** PROBLEM DETAILS **
Working from the line that contains "Target: soup surface bubbles" down to the last line below, repeat each line exactly.

:: RECORDS ::

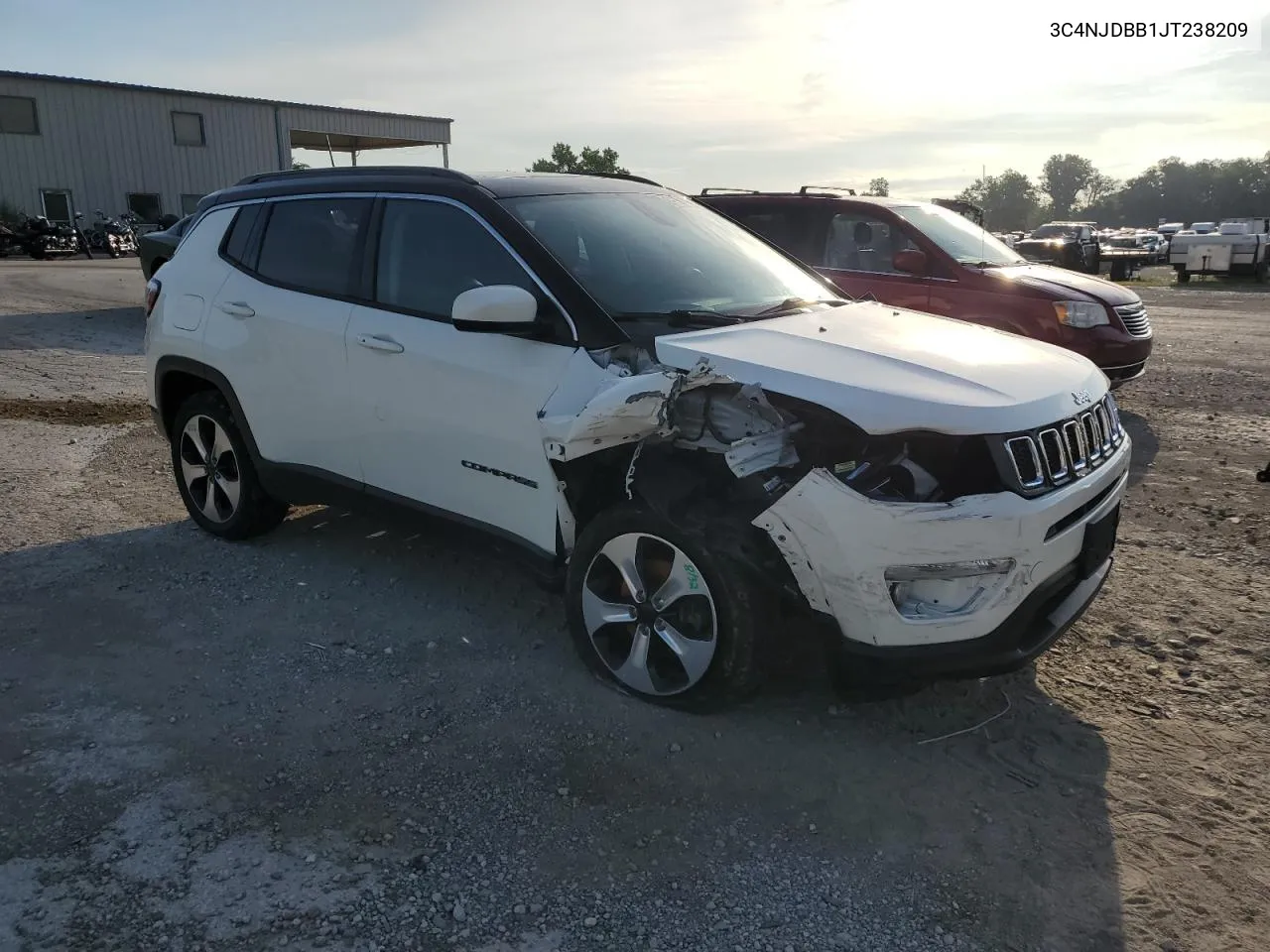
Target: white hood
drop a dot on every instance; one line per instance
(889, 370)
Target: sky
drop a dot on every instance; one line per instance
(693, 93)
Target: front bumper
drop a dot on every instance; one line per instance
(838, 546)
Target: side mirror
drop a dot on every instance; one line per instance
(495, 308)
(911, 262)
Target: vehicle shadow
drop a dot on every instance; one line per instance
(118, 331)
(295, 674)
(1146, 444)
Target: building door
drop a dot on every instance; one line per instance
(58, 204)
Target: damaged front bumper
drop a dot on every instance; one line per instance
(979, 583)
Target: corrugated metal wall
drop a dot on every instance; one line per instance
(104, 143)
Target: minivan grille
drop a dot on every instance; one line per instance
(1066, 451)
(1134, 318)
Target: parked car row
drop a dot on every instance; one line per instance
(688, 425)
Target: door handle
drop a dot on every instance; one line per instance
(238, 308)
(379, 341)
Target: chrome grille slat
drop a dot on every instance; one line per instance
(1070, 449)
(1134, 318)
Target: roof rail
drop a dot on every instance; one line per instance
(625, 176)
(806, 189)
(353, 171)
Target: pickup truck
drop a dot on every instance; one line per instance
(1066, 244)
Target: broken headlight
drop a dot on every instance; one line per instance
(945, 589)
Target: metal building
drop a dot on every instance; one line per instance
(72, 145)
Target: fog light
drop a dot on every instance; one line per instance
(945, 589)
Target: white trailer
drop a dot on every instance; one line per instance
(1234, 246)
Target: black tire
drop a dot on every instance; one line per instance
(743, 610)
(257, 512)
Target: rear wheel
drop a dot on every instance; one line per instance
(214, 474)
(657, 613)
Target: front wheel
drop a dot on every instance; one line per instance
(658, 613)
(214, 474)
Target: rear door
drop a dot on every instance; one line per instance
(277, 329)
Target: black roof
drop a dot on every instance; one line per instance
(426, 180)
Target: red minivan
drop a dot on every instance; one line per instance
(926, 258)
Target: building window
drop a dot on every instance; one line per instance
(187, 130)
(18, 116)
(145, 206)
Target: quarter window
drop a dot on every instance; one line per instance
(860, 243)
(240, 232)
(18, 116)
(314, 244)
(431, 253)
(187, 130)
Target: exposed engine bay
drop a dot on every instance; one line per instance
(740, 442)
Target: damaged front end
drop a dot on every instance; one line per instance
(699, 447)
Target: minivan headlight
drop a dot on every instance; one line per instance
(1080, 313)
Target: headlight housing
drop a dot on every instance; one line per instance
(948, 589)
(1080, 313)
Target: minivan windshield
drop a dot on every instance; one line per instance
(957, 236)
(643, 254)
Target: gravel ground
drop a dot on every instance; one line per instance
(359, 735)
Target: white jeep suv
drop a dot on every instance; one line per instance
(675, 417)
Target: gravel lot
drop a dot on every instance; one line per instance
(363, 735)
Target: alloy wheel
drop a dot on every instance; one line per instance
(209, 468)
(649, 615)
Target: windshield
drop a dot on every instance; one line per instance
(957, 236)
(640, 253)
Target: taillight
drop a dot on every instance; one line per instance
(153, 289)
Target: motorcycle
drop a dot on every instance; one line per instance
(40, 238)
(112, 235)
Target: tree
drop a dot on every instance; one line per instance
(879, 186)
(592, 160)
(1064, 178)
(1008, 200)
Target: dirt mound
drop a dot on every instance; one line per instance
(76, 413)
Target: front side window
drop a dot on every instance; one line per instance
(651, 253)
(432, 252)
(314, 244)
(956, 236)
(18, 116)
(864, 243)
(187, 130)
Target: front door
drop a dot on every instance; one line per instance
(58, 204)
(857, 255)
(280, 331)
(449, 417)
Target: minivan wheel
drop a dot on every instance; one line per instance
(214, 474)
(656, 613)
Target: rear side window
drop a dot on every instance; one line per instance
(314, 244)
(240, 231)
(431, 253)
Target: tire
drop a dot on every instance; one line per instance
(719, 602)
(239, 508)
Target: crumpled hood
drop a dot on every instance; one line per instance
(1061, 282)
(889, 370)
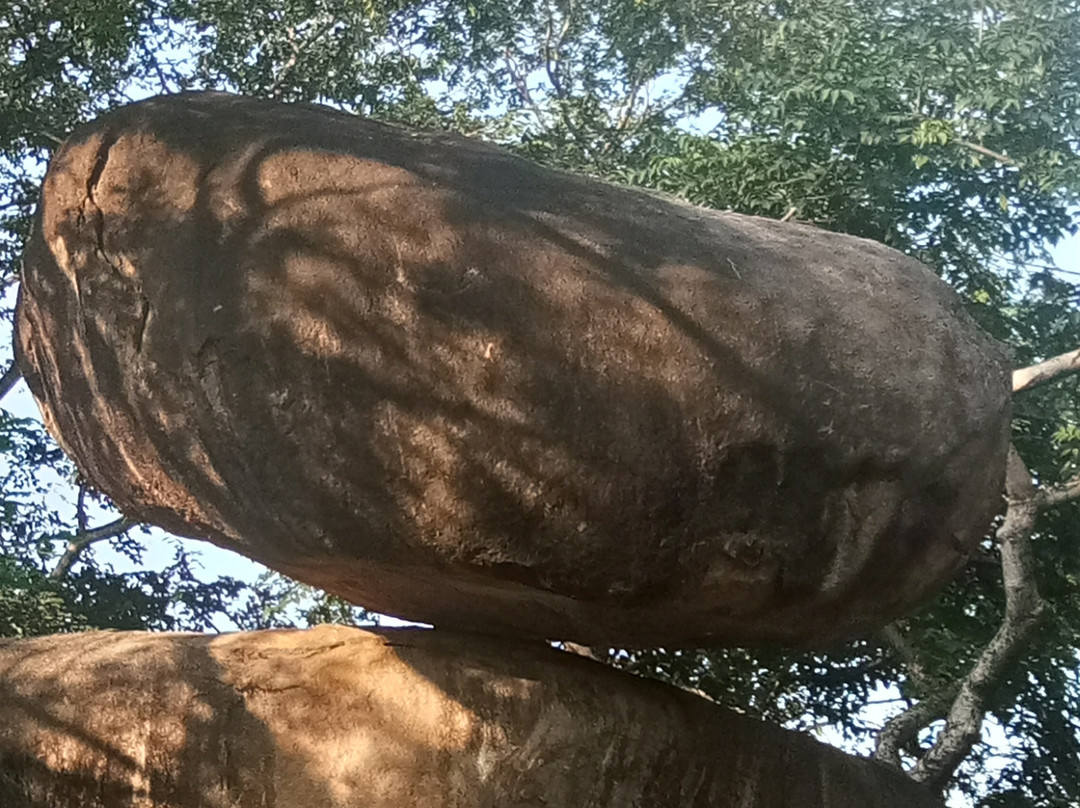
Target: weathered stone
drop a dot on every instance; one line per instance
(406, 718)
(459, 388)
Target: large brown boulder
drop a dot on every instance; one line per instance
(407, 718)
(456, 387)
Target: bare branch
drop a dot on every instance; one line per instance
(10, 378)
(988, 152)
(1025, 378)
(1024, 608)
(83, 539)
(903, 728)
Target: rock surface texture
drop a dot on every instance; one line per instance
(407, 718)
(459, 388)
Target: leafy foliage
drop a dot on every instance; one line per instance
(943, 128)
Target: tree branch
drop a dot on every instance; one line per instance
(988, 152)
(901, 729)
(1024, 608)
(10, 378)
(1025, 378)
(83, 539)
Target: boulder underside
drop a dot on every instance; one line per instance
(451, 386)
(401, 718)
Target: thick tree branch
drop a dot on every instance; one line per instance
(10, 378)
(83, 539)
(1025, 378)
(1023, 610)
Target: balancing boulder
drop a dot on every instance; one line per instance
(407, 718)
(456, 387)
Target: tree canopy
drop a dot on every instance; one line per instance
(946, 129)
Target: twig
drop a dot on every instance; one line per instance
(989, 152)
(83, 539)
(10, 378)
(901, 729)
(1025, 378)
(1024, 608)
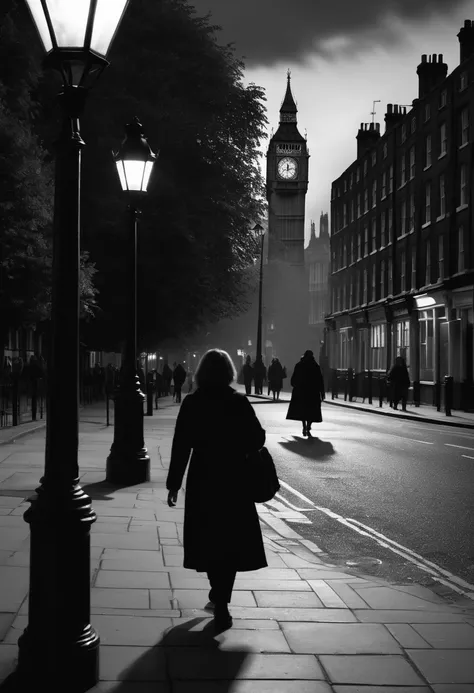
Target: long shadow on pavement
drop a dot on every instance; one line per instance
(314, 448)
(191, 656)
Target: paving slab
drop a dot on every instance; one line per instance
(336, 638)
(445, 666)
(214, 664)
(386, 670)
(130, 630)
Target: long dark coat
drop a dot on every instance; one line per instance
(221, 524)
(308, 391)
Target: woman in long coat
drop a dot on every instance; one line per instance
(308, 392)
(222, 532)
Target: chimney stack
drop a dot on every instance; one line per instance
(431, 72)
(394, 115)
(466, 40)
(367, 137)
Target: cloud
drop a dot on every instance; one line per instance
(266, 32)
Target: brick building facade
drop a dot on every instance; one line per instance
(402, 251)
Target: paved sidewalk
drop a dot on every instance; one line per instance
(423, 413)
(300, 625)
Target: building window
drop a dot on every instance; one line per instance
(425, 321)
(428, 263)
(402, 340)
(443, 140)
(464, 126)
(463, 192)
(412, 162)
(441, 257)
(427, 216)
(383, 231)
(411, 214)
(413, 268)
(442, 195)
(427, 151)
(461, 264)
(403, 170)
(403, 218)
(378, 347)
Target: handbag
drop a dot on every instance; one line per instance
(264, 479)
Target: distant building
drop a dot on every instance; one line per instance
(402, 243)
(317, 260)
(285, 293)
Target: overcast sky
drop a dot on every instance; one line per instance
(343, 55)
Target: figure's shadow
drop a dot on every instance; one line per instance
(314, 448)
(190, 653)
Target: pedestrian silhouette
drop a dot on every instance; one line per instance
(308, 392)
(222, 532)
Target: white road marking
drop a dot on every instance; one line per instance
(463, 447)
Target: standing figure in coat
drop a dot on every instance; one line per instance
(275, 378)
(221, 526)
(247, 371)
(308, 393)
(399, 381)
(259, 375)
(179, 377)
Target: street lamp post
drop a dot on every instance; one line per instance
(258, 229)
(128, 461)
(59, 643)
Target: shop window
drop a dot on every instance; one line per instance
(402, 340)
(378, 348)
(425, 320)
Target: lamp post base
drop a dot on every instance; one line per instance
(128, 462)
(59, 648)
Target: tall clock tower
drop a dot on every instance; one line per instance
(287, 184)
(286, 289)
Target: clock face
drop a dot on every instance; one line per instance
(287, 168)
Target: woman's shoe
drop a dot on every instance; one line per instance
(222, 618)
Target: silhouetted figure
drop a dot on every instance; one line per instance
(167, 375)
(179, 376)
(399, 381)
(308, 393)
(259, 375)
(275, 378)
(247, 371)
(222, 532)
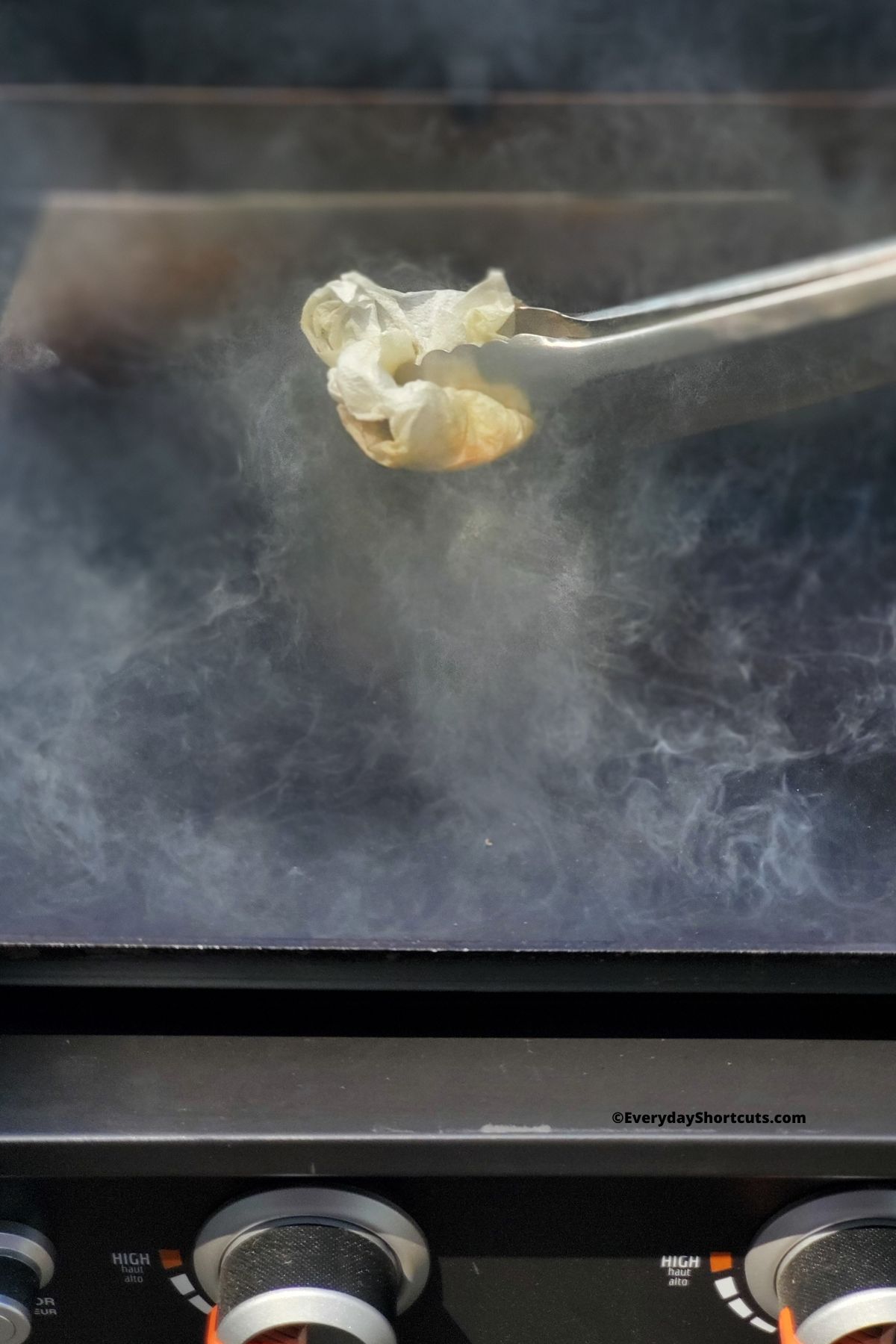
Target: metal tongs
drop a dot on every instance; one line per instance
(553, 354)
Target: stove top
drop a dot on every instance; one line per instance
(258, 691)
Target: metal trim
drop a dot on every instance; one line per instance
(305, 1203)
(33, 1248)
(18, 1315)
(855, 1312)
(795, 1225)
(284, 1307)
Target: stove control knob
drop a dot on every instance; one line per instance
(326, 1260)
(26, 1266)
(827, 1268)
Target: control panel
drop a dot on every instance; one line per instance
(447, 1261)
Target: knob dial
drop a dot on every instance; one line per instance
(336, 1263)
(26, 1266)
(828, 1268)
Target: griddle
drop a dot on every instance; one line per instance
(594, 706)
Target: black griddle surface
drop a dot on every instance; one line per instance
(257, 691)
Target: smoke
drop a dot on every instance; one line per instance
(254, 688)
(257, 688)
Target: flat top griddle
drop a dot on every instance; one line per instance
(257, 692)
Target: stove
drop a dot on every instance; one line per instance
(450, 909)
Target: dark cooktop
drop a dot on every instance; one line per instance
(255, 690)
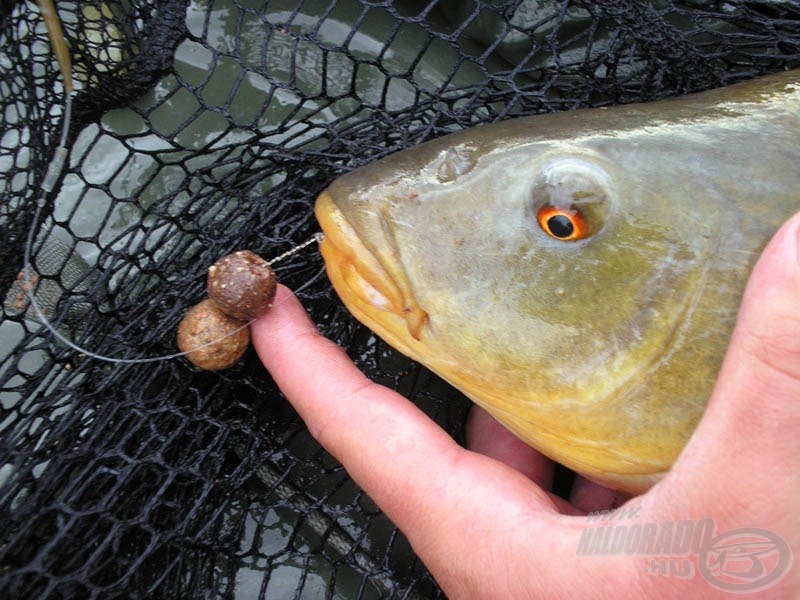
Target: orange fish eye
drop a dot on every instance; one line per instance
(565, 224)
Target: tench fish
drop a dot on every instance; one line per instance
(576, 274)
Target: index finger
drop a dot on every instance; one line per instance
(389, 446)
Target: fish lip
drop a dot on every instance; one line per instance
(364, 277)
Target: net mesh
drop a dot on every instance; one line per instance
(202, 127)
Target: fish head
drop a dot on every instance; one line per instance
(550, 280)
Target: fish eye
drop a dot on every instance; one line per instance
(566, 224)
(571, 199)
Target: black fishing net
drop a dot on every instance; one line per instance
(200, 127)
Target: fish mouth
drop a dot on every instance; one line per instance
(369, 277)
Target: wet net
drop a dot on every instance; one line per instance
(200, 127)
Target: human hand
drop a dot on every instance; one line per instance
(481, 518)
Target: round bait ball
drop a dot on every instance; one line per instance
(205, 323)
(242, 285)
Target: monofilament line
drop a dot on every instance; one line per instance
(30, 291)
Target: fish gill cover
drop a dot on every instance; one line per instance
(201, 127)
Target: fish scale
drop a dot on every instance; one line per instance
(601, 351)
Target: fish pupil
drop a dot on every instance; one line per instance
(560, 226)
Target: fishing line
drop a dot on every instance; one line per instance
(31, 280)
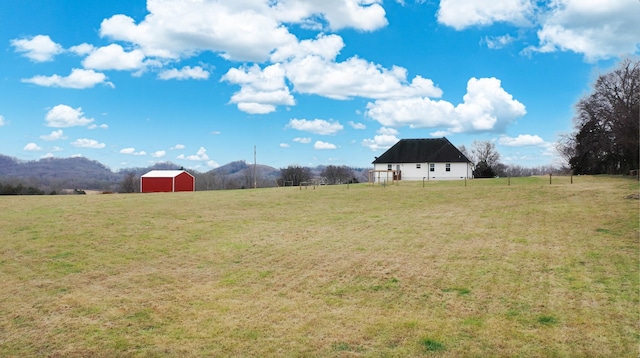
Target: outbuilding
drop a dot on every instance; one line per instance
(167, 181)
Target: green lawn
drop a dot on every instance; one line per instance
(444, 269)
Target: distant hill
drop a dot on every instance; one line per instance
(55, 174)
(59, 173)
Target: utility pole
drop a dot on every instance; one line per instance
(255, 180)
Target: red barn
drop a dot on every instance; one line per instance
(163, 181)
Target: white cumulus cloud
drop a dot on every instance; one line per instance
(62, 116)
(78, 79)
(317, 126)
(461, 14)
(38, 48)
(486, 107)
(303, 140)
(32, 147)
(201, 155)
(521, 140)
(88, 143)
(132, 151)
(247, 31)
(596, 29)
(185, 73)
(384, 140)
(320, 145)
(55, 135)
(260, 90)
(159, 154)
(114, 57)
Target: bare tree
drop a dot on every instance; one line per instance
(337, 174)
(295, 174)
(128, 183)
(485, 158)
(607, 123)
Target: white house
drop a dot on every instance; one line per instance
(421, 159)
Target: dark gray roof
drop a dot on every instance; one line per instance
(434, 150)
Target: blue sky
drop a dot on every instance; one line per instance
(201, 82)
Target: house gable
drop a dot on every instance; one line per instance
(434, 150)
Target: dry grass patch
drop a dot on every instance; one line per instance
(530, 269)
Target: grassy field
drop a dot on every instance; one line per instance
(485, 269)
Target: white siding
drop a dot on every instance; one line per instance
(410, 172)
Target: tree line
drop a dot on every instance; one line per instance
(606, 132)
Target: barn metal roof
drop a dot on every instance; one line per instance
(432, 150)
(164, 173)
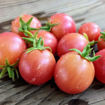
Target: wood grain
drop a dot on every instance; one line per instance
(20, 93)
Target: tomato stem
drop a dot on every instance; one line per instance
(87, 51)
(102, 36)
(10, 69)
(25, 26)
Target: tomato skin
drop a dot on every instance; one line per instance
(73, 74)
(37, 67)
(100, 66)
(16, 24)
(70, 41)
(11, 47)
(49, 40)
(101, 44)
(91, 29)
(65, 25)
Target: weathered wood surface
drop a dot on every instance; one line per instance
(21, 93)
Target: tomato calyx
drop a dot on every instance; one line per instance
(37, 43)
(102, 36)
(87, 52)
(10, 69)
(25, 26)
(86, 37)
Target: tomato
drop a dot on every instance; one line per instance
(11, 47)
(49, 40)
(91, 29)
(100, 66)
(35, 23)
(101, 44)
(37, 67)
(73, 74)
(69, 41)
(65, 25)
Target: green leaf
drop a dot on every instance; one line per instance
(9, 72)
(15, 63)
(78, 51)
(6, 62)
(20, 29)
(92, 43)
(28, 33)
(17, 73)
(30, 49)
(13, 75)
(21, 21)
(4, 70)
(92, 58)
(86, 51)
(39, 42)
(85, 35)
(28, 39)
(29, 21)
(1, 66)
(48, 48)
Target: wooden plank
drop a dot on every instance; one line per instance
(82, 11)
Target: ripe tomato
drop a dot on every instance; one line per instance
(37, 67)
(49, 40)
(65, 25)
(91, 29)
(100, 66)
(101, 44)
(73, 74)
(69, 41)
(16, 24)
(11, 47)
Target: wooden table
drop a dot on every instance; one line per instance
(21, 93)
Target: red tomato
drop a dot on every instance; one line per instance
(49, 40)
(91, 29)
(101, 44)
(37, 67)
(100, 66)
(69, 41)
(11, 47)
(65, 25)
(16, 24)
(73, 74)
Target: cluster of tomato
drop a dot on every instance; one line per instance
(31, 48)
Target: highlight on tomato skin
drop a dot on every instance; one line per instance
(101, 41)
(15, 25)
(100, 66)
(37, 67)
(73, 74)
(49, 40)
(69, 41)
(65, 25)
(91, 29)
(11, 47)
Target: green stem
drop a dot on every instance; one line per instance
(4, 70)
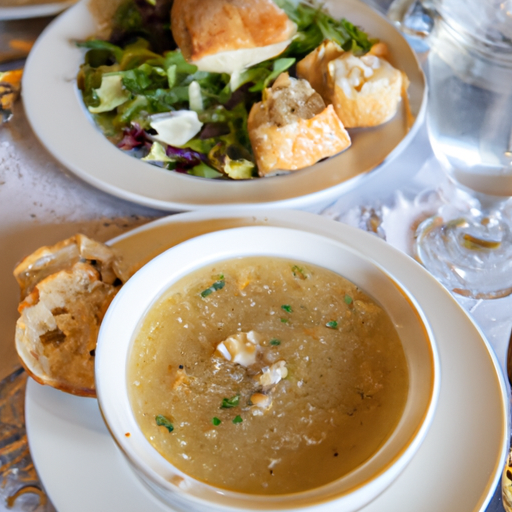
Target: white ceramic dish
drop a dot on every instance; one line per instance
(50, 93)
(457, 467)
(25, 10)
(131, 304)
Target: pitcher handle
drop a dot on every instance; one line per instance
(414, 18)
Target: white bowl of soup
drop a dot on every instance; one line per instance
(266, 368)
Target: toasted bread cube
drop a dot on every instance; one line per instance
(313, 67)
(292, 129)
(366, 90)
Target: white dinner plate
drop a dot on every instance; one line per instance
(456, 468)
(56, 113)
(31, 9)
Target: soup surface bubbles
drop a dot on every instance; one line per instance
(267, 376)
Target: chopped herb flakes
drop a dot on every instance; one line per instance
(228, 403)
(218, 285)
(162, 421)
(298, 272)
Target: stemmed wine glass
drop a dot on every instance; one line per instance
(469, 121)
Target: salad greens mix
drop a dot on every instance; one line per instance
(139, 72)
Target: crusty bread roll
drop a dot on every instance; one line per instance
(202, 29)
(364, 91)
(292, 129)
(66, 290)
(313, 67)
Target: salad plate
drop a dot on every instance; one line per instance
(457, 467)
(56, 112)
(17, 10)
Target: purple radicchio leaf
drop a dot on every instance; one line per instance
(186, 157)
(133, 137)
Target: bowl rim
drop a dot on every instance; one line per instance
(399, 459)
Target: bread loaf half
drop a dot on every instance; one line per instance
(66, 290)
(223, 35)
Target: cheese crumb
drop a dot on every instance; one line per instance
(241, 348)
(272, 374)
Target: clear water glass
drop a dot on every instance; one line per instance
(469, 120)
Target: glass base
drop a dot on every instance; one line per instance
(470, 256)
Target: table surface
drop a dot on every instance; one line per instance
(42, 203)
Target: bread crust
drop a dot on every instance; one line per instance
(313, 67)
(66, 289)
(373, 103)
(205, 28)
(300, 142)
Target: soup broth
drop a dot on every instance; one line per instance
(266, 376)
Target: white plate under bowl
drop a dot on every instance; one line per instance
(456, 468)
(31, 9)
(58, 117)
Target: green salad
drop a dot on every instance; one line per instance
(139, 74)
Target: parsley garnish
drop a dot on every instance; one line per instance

:::

** WRITTEN ANSWER **
Target: soup surface bubbles
drop a dot on every instance; one line per instance
(267, 376)
Target: chopped herb flakes
drop a dot on every instance; one line per instance
(228, 403)
(218, 285)
(162, 421)
(298, 272)
Target: stemmed wine glass
drop a dot on every instance; one line per instance
(469, 121)
Target: salad greens mix
drop a dot on every instance; one line per instance
(139, 72)
Target: crusty bread roll
drop a dot on every instance; one line per instance
(202, 29)
(364, 91)
(292, 129)
(66, 290)
(313, 67)
Target: salad plate
drop a dot on every instance; one line per instance
(457, 467)
(56, 112)
(17, 10)
Target: purple radicchio leaf
drop a dot on every instance; one line per instance
(186, 157)
(133, 137)
Target: bowl rim
drop a dot on every instance; one line per instance
(399, 459)
Target: bread loaf half
drop a dot on every instance; one line per instance
(66, 290)
(223, 35)
Target: cheese crumb
drop a dot on every instance; one line per instance
(241, 348)
(272, 374)
Target: clear water glass
drop a dot on every instance; one line per instance
(469, 120)
Target: glass base
drop a dot on every instance; one line per instance
(470, 256)
Target: table surface
drop a dot on every instance; one line per instance
(42, 203)
Target: bread crust
drop a dot on every instance; one line per instance
(313, 67)
(66, 289)
(373, 103)
(205, 28)
(300, 142)
Target: soup broth
drop a dot on every instance; one line per instance
(266, 376)
Target: white plate under bowl
drop a dot on every instance; one line per instance
(456, 468)
(31, 9)
(58, 117)
Target: green salad
drop a dot on every instance; one line per instance
(139, 74)
Target: parsley garnish
drop a dot on every instance; one line per instance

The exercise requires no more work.